Supplied entries below:

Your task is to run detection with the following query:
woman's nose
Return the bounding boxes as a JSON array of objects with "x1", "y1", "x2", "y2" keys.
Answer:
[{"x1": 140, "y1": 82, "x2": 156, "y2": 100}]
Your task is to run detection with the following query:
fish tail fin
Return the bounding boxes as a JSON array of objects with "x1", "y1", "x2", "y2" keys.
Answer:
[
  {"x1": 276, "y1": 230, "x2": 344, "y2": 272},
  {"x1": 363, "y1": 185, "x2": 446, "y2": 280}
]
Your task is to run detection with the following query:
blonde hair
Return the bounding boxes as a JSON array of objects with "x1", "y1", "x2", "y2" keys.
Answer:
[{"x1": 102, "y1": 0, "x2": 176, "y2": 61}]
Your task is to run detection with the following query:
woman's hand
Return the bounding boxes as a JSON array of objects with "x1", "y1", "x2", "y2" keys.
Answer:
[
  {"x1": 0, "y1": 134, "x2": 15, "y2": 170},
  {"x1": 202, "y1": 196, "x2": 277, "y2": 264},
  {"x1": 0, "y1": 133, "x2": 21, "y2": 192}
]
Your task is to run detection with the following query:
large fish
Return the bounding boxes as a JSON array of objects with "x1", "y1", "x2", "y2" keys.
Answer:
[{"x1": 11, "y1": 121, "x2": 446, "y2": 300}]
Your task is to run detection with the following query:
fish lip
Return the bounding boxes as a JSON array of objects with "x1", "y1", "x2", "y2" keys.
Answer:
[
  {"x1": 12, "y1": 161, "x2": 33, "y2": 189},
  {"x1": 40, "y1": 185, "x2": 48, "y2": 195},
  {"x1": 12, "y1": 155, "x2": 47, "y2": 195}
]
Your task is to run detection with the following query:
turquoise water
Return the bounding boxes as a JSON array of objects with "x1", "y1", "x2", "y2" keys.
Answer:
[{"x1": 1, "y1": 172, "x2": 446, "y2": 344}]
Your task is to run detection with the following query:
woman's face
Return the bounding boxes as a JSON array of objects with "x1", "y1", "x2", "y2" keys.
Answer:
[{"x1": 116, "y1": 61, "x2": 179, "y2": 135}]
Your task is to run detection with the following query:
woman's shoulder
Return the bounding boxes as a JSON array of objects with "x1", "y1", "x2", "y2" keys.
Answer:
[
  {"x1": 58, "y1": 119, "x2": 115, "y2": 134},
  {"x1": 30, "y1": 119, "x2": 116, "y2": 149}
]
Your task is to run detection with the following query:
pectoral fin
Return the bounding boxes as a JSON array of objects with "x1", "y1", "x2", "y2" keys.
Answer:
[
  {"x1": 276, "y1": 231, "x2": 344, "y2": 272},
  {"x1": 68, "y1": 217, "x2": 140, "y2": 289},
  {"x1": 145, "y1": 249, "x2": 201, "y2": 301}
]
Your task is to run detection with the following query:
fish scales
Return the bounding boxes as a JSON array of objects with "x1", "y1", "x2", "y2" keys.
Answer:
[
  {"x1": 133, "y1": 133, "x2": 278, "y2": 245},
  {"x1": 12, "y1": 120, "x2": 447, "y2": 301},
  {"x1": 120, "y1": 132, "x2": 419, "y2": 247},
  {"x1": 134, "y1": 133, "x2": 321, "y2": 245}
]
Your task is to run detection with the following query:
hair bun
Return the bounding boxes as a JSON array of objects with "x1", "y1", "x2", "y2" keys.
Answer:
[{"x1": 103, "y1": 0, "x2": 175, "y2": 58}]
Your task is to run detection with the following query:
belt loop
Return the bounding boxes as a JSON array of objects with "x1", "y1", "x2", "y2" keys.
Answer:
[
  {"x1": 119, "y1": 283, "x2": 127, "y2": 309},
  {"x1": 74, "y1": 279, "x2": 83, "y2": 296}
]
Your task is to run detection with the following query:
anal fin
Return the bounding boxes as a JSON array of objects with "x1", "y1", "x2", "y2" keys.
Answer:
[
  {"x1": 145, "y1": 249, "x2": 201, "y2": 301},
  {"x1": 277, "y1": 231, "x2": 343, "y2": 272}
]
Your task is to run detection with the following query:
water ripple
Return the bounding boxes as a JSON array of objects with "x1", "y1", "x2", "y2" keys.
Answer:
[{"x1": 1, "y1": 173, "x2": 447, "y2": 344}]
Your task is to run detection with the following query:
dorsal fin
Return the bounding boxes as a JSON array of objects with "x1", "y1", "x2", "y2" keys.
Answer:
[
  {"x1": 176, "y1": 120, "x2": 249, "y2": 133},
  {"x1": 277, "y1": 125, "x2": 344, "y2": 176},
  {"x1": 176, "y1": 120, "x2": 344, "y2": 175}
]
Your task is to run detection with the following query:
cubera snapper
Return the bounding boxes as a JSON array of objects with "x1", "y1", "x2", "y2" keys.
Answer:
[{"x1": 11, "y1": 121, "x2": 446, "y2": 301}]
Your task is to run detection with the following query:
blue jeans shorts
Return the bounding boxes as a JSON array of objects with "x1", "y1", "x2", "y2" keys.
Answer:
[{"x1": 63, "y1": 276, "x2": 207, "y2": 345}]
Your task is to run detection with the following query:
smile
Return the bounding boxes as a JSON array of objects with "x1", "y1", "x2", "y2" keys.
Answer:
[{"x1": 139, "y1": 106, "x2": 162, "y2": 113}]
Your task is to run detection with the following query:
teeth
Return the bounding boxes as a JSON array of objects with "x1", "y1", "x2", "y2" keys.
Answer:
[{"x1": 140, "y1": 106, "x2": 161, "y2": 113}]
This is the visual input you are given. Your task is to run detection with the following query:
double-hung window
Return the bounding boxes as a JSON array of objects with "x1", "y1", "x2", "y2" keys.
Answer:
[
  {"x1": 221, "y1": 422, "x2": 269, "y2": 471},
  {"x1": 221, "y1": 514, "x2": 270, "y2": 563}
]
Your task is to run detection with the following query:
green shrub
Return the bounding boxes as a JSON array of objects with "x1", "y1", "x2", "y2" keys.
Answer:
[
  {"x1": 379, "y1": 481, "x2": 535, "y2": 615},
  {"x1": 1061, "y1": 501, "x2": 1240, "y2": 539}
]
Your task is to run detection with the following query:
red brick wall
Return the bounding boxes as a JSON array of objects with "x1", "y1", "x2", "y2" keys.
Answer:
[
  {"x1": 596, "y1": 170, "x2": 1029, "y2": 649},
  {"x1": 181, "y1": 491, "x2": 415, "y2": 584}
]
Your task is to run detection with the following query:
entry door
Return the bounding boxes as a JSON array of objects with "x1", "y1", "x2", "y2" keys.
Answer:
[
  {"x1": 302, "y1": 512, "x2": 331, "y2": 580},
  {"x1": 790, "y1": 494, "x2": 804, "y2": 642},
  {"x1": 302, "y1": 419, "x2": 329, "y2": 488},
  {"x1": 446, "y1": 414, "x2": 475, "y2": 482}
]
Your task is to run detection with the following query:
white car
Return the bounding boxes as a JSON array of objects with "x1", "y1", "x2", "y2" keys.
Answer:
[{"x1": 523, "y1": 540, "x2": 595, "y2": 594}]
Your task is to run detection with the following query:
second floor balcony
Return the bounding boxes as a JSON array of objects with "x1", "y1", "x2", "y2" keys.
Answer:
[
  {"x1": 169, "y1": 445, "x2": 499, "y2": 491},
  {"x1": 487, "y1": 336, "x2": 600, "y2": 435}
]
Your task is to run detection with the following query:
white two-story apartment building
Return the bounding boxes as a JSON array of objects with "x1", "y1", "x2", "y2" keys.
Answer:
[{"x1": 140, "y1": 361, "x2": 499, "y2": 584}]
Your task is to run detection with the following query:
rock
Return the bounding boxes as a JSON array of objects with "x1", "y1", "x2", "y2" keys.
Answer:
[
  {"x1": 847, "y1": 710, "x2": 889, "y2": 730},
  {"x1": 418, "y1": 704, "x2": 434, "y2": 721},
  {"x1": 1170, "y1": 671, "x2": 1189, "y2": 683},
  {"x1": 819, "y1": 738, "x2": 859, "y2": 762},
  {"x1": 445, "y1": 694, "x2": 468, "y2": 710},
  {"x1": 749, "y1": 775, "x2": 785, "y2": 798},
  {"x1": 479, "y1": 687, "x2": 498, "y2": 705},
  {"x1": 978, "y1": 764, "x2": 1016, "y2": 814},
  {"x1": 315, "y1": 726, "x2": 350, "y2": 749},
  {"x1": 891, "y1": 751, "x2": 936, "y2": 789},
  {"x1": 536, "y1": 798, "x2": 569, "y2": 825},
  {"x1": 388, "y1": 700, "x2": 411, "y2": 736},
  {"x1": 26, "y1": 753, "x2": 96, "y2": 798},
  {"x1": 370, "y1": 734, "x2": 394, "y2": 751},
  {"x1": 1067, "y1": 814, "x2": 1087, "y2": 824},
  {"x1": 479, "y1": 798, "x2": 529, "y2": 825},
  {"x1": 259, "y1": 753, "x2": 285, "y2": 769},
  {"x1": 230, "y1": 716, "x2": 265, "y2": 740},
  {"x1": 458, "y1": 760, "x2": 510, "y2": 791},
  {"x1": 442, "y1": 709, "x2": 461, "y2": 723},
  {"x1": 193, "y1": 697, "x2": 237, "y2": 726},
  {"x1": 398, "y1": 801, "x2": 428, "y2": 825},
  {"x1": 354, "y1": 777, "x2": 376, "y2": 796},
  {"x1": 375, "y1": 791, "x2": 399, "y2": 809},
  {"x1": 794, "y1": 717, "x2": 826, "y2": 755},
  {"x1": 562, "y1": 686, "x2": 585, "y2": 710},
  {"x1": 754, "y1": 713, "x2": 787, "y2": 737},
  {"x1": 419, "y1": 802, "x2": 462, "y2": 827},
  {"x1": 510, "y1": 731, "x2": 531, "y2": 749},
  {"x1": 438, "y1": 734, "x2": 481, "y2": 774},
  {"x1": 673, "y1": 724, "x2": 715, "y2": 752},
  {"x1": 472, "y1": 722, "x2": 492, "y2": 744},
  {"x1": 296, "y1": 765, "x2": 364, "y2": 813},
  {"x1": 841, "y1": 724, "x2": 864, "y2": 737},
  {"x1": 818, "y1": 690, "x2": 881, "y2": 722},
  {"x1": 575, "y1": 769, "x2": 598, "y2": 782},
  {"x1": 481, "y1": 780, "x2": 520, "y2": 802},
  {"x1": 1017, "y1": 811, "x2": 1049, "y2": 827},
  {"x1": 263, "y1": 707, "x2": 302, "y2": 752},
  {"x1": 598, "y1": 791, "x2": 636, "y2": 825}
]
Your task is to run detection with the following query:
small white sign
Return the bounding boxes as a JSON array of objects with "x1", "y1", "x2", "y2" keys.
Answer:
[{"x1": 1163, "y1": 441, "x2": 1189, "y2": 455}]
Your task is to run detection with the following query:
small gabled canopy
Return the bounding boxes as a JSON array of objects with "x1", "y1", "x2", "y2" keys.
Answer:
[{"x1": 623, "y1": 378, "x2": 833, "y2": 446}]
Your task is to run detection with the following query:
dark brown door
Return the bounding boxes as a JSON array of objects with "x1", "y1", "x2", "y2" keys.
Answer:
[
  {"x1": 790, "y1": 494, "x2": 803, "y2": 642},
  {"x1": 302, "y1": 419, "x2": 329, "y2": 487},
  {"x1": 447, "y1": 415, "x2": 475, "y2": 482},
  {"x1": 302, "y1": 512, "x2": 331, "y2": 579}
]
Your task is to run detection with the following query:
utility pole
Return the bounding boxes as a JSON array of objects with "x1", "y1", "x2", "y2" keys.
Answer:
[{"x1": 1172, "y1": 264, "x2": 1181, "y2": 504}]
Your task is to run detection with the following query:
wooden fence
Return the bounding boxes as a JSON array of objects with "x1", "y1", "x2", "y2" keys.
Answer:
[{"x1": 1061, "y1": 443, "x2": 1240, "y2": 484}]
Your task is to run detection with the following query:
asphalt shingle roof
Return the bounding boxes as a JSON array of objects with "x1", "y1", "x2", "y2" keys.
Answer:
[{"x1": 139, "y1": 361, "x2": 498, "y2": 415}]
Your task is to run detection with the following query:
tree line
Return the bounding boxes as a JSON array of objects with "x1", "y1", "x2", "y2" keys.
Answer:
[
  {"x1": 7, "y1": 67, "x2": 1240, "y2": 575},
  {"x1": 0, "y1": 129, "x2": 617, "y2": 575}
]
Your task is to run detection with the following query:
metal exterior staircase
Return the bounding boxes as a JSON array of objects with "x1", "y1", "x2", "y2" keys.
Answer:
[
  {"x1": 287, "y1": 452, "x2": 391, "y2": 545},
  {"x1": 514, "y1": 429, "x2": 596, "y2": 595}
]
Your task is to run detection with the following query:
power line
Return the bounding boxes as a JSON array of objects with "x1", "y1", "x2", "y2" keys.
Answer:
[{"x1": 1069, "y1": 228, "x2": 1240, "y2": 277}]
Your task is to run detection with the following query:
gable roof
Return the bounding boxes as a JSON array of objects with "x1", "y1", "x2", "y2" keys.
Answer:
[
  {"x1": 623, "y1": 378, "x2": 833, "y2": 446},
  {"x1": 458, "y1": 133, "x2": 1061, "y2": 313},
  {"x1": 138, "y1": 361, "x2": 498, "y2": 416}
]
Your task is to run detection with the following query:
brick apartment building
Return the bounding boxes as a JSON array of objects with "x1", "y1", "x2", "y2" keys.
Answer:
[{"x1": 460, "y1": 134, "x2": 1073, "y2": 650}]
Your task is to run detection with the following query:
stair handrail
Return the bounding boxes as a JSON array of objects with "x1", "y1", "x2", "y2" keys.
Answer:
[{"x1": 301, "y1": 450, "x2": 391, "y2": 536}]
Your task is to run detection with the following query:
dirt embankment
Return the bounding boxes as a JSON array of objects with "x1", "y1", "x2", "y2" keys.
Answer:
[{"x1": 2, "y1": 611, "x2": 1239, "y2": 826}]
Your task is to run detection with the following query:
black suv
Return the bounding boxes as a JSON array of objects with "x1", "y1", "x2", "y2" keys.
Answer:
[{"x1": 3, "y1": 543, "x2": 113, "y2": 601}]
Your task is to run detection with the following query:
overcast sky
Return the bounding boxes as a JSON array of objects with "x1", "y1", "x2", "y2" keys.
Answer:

End of Supplied entries.

Exercise prompt:
Filter the entries above down to the lines that contain the word "fish".

Result for this exercise:
fish tail fin
large fish
fish lip
fish scales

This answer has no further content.